• Assignment: Gather all lines from the material that contain the word "level".
»»
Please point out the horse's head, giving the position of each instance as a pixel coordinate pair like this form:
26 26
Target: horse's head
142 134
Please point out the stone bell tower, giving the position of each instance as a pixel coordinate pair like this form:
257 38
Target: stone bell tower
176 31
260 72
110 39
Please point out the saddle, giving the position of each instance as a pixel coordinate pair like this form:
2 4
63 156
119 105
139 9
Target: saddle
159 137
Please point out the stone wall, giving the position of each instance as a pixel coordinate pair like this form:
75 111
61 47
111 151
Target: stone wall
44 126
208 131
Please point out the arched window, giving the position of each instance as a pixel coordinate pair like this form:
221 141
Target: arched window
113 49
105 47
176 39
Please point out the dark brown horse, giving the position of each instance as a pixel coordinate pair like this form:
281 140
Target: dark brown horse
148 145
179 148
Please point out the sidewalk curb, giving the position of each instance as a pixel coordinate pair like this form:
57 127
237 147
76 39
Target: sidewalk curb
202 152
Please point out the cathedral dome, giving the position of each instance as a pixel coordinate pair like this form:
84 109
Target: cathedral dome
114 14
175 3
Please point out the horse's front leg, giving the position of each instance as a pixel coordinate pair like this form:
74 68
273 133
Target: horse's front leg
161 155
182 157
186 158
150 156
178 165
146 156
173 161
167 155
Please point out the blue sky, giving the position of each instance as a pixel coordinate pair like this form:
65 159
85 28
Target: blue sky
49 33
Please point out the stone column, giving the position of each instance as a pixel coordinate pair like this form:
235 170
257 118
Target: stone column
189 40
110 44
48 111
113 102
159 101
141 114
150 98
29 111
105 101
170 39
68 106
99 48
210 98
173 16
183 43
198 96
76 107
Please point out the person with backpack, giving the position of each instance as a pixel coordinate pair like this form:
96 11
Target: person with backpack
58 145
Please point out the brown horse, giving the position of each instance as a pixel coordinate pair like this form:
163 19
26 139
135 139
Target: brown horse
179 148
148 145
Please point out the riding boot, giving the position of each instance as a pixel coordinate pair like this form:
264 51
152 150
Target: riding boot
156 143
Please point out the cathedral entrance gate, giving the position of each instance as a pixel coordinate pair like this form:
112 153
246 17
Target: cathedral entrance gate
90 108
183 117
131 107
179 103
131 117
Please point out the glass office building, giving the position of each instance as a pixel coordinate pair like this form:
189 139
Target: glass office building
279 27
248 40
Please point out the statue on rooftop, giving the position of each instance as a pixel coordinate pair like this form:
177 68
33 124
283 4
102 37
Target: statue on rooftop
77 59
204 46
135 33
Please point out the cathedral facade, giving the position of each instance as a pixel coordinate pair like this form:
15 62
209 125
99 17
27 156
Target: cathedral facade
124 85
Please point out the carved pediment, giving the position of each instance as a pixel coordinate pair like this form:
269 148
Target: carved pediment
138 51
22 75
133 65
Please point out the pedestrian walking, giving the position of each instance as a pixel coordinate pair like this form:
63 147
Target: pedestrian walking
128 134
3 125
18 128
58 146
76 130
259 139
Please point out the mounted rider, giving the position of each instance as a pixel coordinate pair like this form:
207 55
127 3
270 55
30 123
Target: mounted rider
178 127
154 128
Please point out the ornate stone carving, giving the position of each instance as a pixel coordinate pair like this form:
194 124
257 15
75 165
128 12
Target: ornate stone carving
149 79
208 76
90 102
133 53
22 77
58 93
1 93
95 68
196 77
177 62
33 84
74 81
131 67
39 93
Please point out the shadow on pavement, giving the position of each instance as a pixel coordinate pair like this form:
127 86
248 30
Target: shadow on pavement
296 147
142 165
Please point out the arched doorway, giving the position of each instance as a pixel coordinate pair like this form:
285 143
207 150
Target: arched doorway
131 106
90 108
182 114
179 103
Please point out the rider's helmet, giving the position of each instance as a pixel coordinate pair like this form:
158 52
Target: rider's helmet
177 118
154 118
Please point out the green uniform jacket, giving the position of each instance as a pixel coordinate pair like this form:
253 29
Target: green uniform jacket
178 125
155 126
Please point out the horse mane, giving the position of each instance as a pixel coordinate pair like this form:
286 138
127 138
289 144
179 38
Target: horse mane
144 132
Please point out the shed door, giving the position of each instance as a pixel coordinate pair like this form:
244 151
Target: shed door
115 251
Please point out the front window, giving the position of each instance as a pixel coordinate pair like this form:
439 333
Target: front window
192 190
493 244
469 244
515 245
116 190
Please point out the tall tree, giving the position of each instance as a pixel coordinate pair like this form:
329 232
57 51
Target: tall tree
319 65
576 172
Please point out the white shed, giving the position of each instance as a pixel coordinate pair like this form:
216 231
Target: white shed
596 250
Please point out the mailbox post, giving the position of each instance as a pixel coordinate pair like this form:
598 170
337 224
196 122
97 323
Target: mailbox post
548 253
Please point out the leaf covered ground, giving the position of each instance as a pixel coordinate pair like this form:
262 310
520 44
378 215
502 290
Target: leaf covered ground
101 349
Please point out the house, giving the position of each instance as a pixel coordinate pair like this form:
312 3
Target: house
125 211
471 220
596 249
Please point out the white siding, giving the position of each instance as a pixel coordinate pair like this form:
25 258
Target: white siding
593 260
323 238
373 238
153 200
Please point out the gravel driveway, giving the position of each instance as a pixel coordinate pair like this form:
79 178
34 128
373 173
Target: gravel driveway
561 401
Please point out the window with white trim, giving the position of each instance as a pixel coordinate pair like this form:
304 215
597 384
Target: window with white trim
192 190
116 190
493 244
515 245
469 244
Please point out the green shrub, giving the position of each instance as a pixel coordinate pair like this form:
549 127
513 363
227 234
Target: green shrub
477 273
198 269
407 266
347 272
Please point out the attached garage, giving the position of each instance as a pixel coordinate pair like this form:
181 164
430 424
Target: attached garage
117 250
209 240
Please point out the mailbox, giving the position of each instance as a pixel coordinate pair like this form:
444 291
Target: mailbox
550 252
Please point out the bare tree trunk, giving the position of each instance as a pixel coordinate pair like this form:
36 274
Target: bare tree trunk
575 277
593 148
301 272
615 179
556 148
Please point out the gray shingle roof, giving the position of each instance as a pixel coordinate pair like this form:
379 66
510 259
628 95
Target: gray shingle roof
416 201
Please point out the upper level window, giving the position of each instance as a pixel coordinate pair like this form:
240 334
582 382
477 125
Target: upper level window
««
• Solution to this task:
Please point out the upper level window, giving the position of each instance as a pixel coordinate pair like this form:
Target: upper level window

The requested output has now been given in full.